| PAGE EXTRACT |
John’s Big Deck.  Sports bar. Dance hall. Rooftop with a fantastic view. Normally an alcohol lover with a corresponding love of sports, dance music, and urban architecture[1] would have to seek out three different locales, but not anymore. John’s Big Deck at 928 Wyandotte Street in downtown Kansas City’s library district pleases the different desires of their widely varied clientele—and this big deck leaves everyone satisfied.

 

Sitting next to the Graphic Arts building[2], John’s Big Deck stands out in an area of downtown dominated mostly by old, brick high-rises and a former bank from 1904, which is currently outfitted as the main branch of the Kansas City library system. The rooftop provides downtown with a great vantage point to appreciate the district’s unique architecture. But if you want to get to the rooftop, you’ve got to start on the bottom.

 

John’s Big Deck’s first floor comes complete with typical Kansas City bar fixtures: a long wooden bar, wooden stools and tables[3], TVs tuned to ESPN, a cute thirty-something tending bar, a mixture of bearded slackers, suits, old men in overalls, business-casual after-work drinking buddies with average bar food served in to-go Styrofoam containers. The room is spacious, with enough room for a pool table. It’s a comfortable, solid bar with a good happy hour[4]. But for me, the classic rock soundtrack typifies my feelings toward the first floor at John’s. I like ‘70s rock enough, but I’ve heard the same songs so many times they blend into one another and nothing stands out.

 

Climb some rickety stairs and your expedition away from normal and toward unique continues in John’s second floor, where DJs drop beats[5] for eager dancers in a brighter, more welcoming room than the first floor.

| PROBLEMS |
1) Answer these questions from the John's Big Deck review:
(a) At what street address is John's Big Deck located?
(b) Which building does John's Big Deck sit next to?
(c) What channel are the TVs on the first floor tuned to?
2) Summarize the John's Big Deck review in two sentences.
3) Write out the passage of the John's Big Deck review starting with "John’s Big Deck’s" and going on through "the first floor.".
The records aren't needed for any of this work.

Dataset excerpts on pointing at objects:
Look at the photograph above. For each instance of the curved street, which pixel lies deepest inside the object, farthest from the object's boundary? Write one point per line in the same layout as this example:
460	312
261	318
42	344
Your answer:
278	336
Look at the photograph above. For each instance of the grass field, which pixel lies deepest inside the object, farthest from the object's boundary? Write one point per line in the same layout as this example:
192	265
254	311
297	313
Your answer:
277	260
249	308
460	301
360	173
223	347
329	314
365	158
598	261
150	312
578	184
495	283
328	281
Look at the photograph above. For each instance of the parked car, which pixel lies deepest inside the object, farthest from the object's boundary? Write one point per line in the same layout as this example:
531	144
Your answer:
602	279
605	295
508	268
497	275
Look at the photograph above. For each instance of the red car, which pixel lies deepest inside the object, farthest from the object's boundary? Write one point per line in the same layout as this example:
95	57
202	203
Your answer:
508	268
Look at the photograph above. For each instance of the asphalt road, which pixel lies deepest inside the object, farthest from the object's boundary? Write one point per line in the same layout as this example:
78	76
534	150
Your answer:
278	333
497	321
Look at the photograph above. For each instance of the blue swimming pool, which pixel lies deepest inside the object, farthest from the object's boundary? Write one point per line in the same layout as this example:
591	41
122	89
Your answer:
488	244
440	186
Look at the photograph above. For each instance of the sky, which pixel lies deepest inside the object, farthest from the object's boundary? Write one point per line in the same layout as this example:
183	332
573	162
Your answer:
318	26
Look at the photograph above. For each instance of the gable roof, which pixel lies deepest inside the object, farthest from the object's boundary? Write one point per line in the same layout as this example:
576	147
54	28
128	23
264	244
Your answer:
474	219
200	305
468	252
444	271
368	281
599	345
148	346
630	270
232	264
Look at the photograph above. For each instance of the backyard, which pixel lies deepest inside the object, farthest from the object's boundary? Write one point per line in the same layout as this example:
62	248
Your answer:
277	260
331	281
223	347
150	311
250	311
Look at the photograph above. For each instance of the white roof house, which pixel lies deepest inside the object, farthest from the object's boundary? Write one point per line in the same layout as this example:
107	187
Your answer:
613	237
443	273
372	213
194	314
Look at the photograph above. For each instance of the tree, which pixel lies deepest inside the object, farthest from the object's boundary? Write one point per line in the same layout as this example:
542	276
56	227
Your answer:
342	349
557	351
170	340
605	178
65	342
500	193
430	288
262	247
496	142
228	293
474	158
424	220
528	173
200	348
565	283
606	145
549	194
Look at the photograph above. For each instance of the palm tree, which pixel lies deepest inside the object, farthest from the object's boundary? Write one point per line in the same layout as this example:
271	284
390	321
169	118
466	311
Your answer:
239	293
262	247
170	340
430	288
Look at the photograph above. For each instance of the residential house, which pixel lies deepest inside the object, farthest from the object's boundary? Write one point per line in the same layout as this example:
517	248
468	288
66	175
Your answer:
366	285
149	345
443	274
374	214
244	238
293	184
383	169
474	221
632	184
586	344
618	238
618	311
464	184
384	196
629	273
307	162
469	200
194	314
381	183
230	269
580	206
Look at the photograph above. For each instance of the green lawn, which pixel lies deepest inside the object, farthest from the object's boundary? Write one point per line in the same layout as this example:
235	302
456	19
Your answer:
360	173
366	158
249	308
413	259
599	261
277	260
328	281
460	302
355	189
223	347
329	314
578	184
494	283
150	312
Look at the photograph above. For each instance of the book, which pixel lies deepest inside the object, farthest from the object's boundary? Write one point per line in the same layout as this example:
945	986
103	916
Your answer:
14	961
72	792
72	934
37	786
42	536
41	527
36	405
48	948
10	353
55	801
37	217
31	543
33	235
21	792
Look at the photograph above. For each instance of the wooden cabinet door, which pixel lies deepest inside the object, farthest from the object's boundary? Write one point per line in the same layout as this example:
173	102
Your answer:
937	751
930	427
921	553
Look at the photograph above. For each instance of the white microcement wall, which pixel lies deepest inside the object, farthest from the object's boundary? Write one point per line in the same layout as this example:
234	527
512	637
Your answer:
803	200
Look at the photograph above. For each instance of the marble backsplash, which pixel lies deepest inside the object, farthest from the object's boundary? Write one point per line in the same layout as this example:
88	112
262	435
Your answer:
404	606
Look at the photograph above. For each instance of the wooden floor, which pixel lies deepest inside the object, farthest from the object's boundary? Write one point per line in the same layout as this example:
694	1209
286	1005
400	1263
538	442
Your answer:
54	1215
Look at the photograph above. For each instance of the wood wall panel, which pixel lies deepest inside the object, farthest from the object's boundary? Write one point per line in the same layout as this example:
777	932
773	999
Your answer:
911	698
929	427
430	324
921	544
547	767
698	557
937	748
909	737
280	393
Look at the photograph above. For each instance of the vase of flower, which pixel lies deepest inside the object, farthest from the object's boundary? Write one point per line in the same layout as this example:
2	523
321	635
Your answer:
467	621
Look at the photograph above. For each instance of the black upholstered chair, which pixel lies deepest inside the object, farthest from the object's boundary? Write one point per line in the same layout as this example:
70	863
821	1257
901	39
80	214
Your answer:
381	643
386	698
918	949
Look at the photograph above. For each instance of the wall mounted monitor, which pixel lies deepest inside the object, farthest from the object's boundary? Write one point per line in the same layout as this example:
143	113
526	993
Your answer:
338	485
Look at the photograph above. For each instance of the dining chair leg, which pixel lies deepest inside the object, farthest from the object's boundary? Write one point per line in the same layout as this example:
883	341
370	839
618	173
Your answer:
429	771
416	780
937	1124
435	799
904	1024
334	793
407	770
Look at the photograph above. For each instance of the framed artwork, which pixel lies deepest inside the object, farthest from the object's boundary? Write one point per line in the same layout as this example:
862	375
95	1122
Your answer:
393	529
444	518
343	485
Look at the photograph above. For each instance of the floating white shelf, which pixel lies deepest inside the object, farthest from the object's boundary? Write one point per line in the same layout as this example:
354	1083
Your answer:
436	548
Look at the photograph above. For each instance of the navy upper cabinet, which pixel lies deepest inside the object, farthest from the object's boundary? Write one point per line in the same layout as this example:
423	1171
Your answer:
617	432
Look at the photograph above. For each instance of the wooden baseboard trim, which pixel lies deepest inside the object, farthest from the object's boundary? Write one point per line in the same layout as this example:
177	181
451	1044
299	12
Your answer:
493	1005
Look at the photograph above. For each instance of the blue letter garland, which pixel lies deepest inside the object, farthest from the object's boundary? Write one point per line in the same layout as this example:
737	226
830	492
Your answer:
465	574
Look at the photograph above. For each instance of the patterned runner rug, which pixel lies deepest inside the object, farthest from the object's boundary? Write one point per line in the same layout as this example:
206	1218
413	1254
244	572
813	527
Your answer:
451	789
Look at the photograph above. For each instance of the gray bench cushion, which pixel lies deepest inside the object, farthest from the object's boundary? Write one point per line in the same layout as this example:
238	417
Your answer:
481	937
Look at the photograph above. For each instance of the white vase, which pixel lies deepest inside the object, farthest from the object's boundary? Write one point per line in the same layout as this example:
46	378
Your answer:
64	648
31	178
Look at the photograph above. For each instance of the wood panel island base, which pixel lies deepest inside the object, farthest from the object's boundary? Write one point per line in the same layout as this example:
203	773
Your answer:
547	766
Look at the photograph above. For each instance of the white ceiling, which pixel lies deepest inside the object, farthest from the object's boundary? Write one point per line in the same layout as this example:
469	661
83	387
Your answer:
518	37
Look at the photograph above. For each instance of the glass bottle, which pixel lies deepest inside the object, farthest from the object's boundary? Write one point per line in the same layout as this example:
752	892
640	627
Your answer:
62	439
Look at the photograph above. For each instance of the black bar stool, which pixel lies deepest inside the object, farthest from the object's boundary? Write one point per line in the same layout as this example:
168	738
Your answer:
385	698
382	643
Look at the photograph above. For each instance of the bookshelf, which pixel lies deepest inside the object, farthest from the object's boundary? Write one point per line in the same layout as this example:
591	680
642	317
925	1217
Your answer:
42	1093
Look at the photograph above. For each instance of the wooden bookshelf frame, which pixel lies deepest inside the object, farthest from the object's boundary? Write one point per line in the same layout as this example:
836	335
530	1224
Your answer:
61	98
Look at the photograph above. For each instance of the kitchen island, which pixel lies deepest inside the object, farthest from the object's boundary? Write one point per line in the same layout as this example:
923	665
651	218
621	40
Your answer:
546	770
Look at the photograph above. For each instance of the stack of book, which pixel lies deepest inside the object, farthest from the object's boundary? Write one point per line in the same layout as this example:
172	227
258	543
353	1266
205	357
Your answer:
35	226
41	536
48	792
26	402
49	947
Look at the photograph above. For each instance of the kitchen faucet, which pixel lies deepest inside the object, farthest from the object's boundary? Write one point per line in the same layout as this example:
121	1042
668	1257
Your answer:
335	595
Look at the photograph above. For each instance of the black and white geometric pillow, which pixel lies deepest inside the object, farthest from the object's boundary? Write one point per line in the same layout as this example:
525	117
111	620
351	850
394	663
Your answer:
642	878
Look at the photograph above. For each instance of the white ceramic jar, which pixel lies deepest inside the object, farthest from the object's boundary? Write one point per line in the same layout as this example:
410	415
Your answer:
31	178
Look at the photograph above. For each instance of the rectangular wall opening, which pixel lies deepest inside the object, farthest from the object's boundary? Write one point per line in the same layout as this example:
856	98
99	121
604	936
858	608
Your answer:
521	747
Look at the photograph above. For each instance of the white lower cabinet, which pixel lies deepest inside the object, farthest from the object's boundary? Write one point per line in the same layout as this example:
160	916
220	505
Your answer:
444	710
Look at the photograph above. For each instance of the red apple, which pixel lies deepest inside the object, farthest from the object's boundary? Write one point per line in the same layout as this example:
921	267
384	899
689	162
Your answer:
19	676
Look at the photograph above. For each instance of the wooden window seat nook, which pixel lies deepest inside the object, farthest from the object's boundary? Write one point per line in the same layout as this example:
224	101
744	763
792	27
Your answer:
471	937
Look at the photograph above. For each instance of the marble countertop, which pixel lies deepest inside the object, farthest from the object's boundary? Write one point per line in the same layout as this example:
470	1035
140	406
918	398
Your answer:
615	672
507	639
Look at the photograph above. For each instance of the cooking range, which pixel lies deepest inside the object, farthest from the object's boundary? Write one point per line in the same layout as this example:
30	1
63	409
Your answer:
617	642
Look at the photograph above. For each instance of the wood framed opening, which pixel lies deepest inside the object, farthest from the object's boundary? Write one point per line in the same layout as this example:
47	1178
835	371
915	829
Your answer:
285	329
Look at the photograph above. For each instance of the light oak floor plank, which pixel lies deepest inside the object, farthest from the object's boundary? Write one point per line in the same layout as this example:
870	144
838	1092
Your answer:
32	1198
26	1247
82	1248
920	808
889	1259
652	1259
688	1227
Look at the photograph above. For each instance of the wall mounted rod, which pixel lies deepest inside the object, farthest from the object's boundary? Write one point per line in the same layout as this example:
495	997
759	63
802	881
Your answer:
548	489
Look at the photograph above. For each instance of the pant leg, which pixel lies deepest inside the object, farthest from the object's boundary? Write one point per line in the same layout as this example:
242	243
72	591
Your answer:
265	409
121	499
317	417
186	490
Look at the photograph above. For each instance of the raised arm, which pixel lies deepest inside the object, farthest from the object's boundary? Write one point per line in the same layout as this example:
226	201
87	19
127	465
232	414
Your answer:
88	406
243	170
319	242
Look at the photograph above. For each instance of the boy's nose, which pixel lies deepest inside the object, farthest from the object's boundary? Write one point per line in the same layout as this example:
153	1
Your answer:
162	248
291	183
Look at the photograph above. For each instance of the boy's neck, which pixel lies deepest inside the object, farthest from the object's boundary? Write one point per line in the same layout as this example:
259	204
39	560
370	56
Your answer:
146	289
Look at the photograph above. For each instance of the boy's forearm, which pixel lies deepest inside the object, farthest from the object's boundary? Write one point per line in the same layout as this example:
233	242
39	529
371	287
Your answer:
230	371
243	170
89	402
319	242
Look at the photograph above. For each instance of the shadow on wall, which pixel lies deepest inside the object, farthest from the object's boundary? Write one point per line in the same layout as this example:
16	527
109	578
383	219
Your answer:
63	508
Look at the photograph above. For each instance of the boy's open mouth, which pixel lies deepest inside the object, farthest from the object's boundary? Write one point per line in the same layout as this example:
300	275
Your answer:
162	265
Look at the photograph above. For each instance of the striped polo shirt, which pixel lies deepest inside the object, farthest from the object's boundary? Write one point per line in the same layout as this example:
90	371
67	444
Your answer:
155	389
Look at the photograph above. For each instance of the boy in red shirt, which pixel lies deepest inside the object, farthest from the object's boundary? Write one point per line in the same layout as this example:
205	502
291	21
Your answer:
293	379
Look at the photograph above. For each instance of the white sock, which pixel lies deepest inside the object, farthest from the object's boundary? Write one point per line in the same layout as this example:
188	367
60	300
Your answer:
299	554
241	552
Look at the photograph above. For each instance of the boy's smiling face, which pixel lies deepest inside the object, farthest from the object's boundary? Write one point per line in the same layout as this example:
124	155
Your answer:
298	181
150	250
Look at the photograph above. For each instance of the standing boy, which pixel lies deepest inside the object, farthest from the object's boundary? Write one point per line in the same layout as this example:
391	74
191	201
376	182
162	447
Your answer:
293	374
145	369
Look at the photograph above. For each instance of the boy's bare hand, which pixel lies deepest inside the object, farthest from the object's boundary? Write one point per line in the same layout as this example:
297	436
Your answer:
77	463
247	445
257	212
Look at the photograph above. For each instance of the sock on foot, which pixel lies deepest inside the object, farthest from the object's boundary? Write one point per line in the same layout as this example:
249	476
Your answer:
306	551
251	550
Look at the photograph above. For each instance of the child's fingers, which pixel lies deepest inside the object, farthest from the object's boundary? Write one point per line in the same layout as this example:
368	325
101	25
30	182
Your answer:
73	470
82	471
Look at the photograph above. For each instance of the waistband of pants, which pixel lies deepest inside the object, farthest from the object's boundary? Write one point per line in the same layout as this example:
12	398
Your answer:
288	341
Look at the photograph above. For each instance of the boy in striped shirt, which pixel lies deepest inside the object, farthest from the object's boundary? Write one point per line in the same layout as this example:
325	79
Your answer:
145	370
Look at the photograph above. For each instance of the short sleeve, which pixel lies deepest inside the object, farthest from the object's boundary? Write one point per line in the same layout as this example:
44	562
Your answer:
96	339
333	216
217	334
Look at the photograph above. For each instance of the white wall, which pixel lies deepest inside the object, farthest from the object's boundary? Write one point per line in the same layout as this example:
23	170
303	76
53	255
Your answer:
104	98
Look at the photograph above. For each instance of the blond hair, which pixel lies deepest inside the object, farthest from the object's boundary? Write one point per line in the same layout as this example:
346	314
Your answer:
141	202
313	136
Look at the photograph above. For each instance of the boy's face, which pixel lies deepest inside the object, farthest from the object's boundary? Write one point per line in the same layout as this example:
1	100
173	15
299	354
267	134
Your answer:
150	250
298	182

| ANSWER SET |
1)
(a) 928 Wyandotte Street, in downtown Kansas City's library district.
(b) The Graphic Arts building.
(c) ESPN.

2) John's Big Deck, at 928 Wyandotte Street in downtown Kansas City's library district, combines a sports bar, a dance hall, and a rooftop with a view of the area's distinctive architecture. Its first floor is a spacious, comfortable bar with a pool table, a good happy hour, and an overplayed classic rock soundtrack, while its brighter second floor has DJs playing for dancers.

3)
John’s Big Deck’s first floor comes complete with typical Kansas City bar fixtures: a long wooden bar, wooden stools and tables[3], TVs tuned to ESPN, a cute thirty-something tending bar, a mixture of bearded slackers, suits, old men in overalls, business-casual after-work drinking buddies with average bar food served in to-go Styrofoam containers. The room is spacious, with enough room for a pool table. It’s a comfortable, solid bar with a good happy hour[4]. But for me, the classic rock soundtrack typifies my feelings toward the first floor at John’s. I like ‘70s rock enough, but I’ve heard the same songs so many times they blend into one another and nothing stands out.

 

Climb some rickety stairs and your expedition away from normal and toward unique continues in John’s second floor, where DJs drop beats[5] for eager dancers in a brighter, more welcoming room than the first floor.